**SOURCE EXCERPT**
──────

The performance feels more authentic than many of Salman’s recent films. If you are looking for the usual fast-quipping braggadocio, you won’t find it here. His quips are silenced by his love interest (Anushka Sharma) calling him stupid and directionless. And even with some deft moves in the ring, Sultan Ali Khan is not constantly talking about how he can beat down 10 men — and when he does, he usually fails at least briefly. Pride is in fact a large part of the emotional downfall from which he will eventually rebuild.

The tale opens with a man named Aakash Oberoi (Amit Sadh) and his failing Indian MMA league, which a wise old father promises can be saved by a desi fighter folks can root for. He knows just the guy, too. So the son sets off to a village in Haryana in search of Sultan, ex-world champ and Olympian wrestler, to learn of his life story and convince him to come out of retirement to singlehandedly save the league.

Of the two tales, the backstory is far more compelling. Sultan is a happy-go-lucky kind of guy, installing satellite dishes and chasing falling kites around his village. Then he meets Aarfa, determined to be a wrestler at the Olympics. He falls hard, but she’s too ambitious to fall for just anyone. So Sultan sets out to become a wrestler himself, getting beat a few times by trained guys until he learns the hard way he actually needs to work for this goal.

But once he decides to knuckle down, you can guess how his trek goes — he gets to the state championship and wins, he gets to the Commonwealth Games and wins, he gets to the Olympics and wins. All the while he gets drunk on success as his personal life deteriorates. It is, after all, a sports movie.

For all of the background posters and short impassioned speeches about girl’s rights, Anushka Sharma’s Aarfa becomes less of a character after a point and simply a lost object for Sultan to pine over and seek to regain.

──────

**DATA RECORDS**
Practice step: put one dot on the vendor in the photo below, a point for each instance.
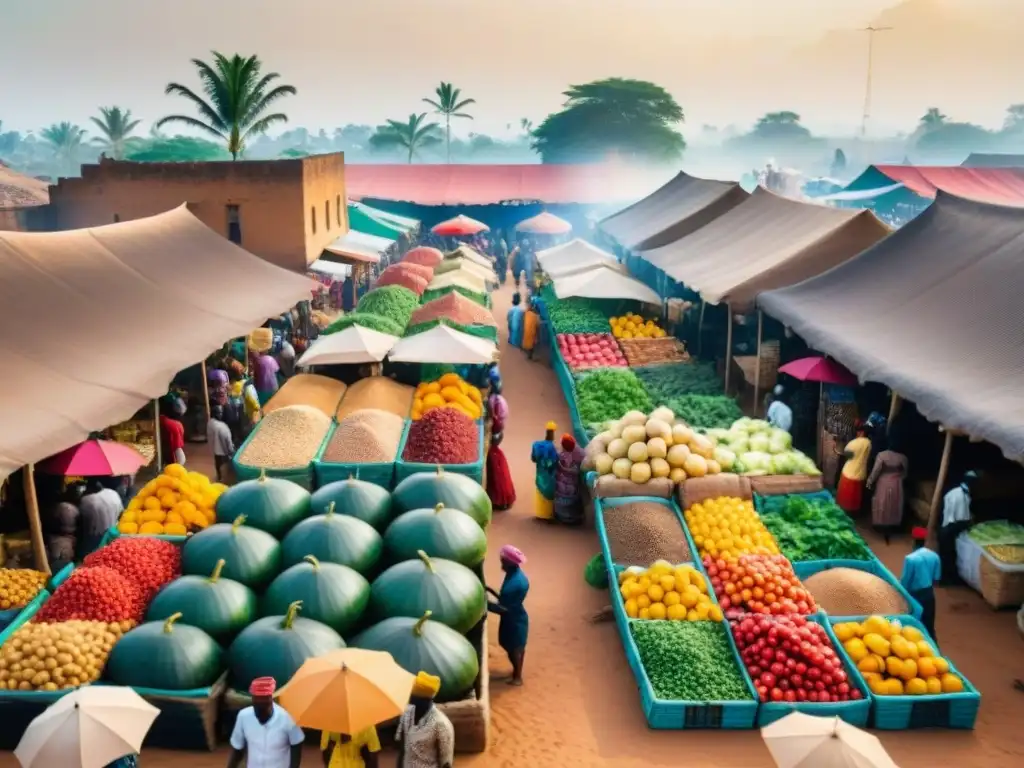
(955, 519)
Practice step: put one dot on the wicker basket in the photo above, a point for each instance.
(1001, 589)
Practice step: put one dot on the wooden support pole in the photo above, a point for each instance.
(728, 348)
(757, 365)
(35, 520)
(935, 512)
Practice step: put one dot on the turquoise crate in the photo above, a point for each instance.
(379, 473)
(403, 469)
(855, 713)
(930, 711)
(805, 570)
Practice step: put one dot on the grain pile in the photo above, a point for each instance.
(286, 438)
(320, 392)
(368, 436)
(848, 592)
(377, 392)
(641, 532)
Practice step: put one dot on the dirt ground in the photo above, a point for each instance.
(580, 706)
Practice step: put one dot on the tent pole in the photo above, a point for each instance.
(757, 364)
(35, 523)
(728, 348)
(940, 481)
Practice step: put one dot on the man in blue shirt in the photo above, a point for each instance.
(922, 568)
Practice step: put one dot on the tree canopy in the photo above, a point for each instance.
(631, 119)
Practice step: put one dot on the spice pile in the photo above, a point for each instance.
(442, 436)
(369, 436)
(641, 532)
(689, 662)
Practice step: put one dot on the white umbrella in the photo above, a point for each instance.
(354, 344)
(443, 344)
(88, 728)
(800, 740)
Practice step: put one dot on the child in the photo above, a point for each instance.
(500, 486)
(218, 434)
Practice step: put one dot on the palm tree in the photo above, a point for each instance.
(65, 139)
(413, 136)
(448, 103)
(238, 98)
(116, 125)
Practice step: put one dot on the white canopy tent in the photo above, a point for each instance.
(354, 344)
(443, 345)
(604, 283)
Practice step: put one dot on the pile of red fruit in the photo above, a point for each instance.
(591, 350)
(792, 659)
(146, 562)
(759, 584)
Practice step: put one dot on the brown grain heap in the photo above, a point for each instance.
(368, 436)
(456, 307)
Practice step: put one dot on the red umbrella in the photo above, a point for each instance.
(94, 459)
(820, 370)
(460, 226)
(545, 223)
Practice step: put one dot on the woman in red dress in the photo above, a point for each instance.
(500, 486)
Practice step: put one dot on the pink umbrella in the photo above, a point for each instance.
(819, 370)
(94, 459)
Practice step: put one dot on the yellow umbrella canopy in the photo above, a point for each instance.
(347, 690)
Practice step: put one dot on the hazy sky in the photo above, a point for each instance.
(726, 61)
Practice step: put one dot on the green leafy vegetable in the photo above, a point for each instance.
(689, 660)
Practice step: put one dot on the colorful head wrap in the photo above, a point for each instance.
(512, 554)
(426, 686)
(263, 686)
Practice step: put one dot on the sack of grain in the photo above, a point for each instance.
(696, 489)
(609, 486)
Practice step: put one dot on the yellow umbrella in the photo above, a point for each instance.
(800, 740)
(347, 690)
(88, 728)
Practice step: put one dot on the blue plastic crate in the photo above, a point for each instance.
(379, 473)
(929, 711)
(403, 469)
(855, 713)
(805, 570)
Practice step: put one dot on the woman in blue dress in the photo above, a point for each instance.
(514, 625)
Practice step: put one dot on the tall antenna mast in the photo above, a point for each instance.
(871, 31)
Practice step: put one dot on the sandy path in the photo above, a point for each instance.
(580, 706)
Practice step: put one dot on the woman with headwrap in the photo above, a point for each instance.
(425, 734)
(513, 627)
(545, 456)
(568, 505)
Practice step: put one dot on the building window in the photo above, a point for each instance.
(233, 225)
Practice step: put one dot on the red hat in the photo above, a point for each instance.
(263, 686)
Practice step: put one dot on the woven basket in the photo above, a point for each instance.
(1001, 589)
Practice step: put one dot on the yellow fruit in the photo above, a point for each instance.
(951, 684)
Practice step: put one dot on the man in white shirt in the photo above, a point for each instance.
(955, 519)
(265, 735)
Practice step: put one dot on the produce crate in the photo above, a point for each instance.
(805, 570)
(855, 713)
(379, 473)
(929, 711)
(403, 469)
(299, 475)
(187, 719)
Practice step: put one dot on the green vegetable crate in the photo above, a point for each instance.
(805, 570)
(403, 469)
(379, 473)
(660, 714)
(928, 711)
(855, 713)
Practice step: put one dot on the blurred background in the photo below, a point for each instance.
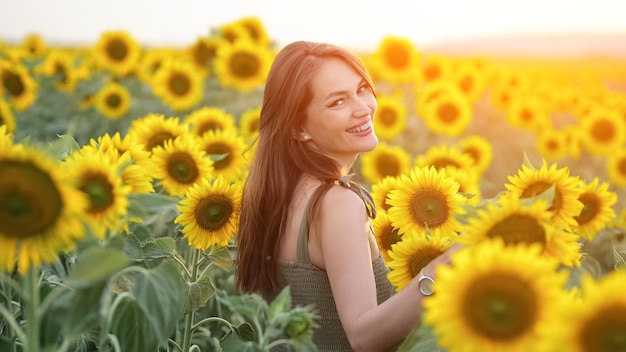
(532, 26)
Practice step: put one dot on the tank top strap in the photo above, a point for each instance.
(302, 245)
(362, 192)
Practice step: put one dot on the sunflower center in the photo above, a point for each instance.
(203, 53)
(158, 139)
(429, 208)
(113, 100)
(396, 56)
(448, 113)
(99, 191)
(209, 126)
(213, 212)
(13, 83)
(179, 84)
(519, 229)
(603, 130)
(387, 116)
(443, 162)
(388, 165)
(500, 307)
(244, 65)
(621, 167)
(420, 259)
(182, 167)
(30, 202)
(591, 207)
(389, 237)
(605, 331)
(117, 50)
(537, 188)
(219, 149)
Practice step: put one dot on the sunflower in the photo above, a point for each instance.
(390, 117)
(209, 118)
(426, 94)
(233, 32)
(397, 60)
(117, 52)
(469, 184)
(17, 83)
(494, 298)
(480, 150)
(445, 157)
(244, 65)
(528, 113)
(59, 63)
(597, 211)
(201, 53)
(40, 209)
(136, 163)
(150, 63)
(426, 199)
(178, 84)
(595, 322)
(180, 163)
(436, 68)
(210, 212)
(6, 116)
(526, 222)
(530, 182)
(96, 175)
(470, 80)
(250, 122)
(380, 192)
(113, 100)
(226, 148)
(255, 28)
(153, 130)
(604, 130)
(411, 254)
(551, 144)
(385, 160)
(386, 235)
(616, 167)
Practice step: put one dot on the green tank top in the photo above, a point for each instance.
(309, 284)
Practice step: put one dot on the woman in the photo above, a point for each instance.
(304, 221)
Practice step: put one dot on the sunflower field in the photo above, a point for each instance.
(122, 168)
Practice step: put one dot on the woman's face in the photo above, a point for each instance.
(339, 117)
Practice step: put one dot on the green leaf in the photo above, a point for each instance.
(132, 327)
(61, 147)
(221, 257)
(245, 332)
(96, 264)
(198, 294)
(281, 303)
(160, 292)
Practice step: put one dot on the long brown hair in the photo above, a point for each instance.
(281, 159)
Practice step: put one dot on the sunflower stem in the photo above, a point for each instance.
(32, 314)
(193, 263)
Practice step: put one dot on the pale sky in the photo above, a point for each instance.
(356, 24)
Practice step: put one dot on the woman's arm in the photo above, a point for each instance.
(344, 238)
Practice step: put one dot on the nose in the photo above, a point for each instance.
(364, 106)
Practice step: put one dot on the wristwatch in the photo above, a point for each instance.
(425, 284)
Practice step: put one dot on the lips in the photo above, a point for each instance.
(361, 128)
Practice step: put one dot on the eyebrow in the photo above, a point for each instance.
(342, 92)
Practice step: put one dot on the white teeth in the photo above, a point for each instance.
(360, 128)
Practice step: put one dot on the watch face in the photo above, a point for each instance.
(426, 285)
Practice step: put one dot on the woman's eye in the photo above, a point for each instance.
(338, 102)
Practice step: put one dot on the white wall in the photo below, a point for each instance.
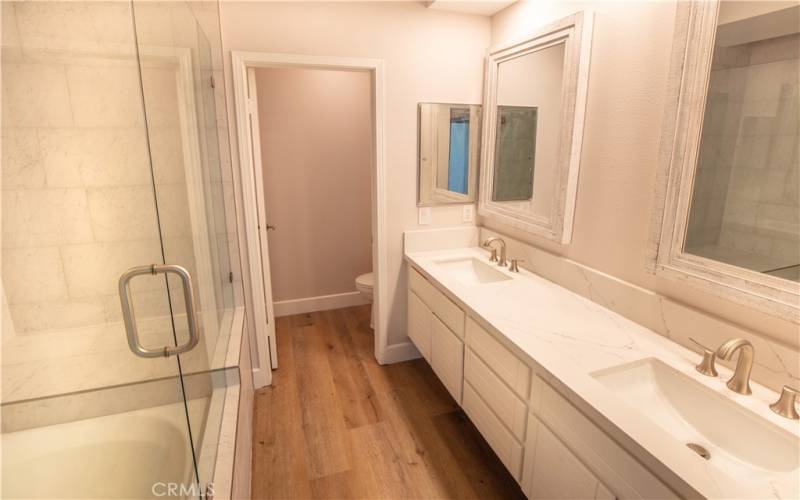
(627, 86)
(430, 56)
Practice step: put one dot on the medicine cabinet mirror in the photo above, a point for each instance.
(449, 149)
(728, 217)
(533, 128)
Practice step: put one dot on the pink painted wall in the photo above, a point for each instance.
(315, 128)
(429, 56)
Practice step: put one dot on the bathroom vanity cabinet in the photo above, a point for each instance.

──────

**WORK INSTRUCTIONS**
1. In the review, where does Aakash Oberoi go to look for Sultan?
2. Rewrite the review's passage starting with "Of the two tales, the" and going on through "for this goal.", putting "balloons" in place of "kites".

**SOLUTIONS TO THE EXERCISE**
1. A village in Haryana.

2.
Of the two tales, the backstory is far more compelling. Sultan is a happy-go-lucky kind of guy, installing satellite dishes and chasing falling balloons around his village. Then he meets Aarfa, determined to be a wrestler at the Olympics. He falls hard, but she’s too ambitious to fall for just anyone. So Sultan sets out to become a wrestler himself, getting beat a few times by trained guys until he learns the hard way he actually needs to work for this goal.